- **Task**
Reproduce exactly the lines from the line containing "of the window" through the end of the records below, including both ends, and nothing else.

- **Material provided**
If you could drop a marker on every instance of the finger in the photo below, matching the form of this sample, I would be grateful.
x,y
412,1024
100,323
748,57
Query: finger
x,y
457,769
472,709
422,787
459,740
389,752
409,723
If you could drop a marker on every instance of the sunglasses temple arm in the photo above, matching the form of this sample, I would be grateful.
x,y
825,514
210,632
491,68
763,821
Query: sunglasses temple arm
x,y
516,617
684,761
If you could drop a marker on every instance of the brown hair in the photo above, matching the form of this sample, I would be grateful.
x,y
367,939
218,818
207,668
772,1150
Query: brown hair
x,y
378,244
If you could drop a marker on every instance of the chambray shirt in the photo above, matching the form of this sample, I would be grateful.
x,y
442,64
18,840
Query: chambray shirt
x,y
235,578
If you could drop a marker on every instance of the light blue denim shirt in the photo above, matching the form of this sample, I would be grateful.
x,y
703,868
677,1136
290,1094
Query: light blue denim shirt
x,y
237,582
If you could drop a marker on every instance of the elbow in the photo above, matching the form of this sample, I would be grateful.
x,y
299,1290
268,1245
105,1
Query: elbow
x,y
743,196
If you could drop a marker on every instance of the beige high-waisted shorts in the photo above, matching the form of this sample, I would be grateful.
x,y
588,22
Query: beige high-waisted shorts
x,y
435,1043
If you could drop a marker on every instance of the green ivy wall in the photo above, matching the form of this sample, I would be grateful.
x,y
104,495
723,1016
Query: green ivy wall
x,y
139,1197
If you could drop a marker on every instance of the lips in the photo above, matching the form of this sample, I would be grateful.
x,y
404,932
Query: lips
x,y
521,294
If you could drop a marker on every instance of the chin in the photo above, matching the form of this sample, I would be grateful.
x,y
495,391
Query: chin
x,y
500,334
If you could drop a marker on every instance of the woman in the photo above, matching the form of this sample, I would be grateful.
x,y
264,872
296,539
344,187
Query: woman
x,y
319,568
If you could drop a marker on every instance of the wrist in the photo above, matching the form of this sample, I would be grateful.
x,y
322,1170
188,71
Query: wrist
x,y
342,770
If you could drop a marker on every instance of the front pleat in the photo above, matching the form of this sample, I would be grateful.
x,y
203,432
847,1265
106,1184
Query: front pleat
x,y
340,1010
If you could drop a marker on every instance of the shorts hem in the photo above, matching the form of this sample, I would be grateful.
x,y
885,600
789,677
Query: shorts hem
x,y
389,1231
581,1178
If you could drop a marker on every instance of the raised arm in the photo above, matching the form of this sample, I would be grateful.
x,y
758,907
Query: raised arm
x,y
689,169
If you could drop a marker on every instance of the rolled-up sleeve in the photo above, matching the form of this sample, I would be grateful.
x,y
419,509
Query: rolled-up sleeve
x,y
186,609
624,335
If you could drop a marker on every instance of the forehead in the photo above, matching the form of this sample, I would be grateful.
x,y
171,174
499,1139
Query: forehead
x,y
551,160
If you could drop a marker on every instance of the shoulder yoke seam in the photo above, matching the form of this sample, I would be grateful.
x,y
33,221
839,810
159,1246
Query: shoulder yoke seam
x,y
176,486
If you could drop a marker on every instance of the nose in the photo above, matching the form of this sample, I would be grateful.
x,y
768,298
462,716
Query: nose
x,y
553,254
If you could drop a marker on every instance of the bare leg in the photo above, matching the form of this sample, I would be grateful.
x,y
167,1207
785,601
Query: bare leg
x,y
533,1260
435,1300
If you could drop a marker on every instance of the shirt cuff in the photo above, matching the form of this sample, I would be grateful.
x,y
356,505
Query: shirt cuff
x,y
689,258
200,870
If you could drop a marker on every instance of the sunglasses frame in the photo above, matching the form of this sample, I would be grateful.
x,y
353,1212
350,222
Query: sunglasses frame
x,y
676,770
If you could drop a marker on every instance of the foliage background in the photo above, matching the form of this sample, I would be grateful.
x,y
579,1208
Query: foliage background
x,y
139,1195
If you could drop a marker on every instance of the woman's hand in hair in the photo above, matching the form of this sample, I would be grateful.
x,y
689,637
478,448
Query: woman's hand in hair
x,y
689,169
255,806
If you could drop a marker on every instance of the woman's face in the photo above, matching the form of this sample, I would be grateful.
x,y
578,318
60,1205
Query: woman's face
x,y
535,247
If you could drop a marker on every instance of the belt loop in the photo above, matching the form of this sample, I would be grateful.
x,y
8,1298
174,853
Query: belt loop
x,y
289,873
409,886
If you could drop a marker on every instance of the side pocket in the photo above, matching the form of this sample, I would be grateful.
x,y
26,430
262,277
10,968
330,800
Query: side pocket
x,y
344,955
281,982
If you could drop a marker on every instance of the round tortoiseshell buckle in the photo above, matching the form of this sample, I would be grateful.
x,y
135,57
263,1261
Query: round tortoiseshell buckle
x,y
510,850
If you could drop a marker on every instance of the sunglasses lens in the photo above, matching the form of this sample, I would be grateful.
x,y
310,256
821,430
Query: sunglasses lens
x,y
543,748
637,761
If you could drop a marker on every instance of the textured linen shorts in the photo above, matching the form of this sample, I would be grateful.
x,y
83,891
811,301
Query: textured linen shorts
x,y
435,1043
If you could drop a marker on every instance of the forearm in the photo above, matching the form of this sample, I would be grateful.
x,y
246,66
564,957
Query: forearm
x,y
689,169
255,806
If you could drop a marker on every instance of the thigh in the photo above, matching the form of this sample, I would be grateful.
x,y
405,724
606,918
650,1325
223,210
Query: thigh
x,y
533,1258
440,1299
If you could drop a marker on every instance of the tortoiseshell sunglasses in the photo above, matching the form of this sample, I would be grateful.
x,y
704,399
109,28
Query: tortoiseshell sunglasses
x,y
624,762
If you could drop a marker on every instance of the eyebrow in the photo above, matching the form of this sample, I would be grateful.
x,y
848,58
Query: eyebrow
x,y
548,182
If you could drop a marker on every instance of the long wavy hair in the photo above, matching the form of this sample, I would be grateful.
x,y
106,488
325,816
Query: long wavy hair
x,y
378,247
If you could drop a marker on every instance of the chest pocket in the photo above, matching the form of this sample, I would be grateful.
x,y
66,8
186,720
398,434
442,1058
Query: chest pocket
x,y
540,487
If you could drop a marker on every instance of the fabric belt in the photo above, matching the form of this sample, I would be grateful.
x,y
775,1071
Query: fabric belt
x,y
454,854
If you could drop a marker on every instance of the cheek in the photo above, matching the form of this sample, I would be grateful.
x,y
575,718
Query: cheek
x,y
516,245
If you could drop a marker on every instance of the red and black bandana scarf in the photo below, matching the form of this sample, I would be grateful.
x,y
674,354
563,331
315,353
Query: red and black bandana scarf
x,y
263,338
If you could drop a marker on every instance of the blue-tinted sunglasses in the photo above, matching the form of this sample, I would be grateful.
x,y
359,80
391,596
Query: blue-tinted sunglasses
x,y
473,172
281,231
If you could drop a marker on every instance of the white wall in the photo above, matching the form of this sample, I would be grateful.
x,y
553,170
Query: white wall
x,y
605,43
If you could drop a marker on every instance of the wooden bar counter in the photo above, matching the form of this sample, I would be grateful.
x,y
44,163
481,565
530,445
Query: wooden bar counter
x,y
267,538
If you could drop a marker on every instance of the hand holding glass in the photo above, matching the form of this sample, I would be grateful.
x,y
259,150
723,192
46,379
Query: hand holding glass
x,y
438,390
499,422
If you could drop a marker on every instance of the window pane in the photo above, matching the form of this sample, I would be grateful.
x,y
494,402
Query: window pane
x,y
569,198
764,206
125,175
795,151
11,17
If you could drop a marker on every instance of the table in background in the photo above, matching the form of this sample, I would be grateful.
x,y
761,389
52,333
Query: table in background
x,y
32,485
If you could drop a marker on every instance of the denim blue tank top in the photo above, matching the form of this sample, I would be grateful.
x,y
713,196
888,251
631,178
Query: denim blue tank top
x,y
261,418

- **Right answer**
If you could drop a marker on every instance of the window pane in the photo above, matching the form of this sample, I would be grateful.
x,y
494,402
Query: window pane
x,y
569,198
764,206
125,175
795,151
11,17
If you could drop a marker on every instance of the table in background in the photo above, matching the form of this sample, I would be grateful.
x,y
761,389
52,333
Query: table in background
x,y
32,485
If you could drop a marker on every instance of the denim blue tank top in the photo above, matching the form of this sample, I would be grateful.
x,y
713,196
888,251
631,178
Query: denim blue tank top
x,y
261,418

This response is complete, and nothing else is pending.